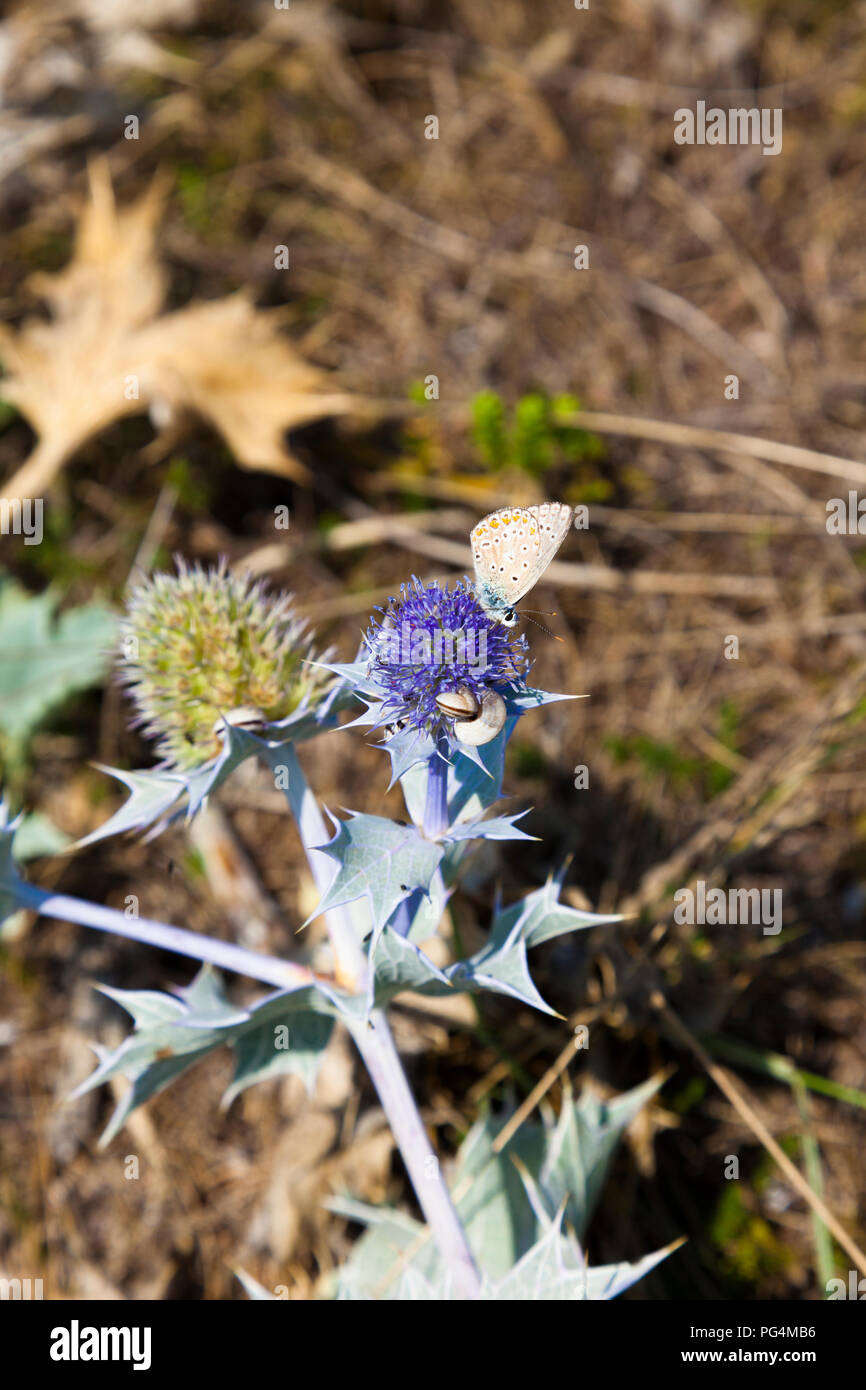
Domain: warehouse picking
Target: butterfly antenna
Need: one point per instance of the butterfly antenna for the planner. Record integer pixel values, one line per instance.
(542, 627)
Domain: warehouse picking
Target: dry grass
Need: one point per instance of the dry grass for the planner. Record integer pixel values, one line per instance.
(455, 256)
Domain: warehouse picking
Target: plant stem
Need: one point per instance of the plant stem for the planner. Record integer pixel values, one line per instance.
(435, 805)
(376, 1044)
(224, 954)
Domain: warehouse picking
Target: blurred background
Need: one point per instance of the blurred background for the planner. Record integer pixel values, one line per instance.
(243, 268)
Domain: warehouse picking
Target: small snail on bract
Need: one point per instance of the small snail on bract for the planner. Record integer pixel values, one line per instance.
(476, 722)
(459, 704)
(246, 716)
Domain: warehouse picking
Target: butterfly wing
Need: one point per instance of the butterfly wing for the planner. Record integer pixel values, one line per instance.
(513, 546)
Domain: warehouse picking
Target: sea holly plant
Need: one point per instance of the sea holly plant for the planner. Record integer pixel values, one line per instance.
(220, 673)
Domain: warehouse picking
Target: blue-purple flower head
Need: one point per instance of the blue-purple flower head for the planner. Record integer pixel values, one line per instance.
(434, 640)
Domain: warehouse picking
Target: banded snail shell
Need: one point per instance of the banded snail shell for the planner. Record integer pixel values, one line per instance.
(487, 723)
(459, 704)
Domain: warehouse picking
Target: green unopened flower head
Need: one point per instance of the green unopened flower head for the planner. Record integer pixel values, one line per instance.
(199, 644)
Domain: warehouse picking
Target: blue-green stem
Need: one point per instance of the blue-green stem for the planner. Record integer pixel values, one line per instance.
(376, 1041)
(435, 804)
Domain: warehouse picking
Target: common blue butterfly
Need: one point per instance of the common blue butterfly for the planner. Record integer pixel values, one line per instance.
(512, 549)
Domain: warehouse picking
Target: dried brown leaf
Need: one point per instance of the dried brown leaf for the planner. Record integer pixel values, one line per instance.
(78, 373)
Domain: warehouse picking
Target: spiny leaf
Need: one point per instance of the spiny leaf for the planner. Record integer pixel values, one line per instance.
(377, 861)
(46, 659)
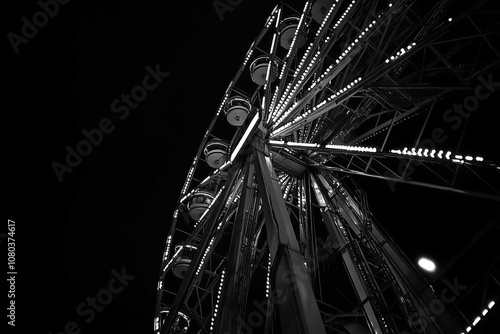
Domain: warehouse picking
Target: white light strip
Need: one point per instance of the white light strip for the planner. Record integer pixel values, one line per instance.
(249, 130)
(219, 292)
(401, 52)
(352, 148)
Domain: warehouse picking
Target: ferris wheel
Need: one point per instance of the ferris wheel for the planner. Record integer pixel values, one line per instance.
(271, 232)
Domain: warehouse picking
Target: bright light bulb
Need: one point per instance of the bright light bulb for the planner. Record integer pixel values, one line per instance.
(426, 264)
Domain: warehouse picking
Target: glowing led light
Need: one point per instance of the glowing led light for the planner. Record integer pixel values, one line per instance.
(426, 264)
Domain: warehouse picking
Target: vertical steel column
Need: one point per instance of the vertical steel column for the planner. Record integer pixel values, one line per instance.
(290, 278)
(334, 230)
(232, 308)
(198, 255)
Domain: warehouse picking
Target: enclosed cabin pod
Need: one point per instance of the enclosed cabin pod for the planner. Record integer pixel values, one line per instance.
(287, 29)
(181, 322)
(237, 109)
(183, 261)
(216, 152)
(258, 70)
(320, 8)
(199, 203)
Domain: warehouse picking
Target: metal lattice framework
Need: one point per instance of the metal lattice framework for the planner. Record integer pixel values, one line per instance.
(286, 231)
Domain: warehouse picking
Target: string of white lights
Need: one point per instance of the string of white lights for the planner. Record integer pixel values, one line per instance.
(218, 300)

## What is required
Pull out every line in the records that contains the word "holly", and copy each one in full.

## Problem solution
Target: sea holly plant
Need: one point per instance of the sea holly plant for the planner. Record integer pixel values, one line per instance.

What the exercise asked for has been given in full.